● **Task item**
Reproduce the records exactly. Leave the pictures out.

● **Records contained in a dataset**
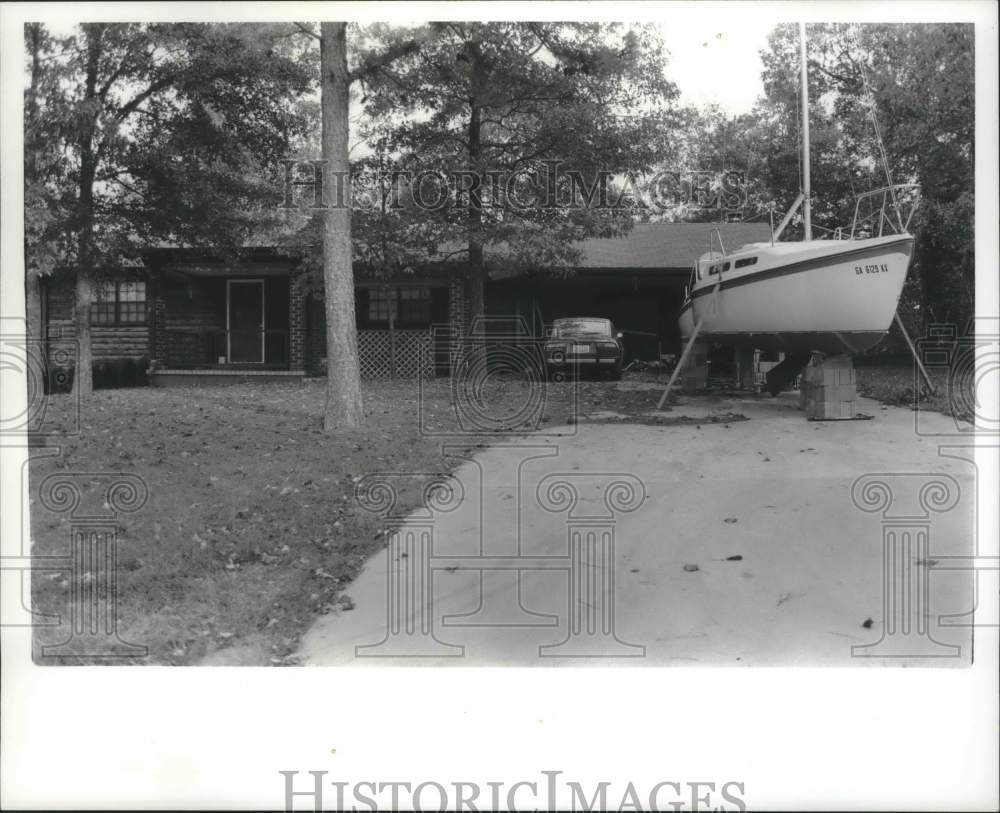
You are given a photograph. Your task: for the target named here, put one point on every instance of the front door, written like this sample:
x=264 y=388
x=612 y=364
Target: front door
x=245 y=324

● **Answer for this exercise**
You are given a photograph. Your task: for the target named here, put one point on every instance of the front door, written like this sample:
x=264 y=388
x=612 y=364
Target: front door
x=245 y=324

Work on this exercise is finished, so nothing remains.